# Work instructions:
How many lines in the rows below contain the word "Target"? Case must match. Reply with only the number.

# Data listing:
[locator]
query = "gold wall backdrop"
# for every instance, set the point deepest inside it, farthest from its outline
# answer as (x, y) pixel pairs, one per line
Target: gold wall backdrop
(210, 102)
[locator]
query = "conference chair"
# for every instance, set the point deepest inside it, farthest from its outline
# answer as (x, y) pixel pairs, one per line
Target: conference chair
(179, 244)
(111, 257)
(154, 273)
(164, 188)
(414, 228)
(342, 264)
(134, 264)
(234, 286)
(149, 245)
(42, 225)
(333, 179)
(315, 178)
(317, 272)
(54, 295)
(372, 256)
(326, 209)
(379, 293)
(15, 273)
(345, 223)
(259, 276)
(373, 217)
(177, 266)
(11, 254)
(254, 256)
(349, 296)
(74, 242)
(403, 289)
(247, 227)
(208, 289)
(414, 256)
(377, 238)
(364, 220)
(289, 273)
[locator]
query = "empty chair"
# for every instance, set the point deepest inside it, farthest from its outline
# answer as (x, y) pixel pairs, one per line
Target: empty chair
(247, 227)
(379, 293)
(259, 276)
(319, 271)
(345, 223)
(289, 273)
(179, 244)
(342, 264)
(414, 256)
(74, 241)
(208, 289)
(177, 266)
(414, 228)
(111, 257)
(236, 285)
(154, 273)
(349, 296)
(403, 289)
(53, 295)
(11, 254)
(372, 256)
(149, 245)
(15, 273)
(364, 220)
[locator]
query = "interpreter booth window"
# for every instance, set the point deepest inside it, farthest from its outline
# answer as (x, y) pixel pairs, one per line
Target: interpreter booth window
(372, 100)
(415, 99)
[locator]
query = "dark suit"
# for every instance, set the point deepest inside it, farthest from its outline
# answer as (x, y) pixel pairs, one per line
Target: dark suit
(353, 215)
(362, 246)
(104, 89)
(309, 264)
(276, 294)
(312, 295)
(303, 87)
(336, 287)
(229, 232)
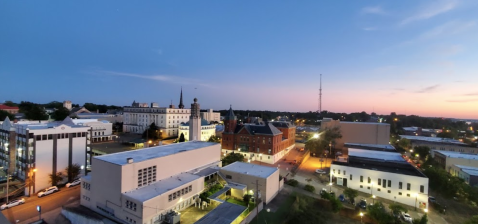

# Answer for this exercise:
5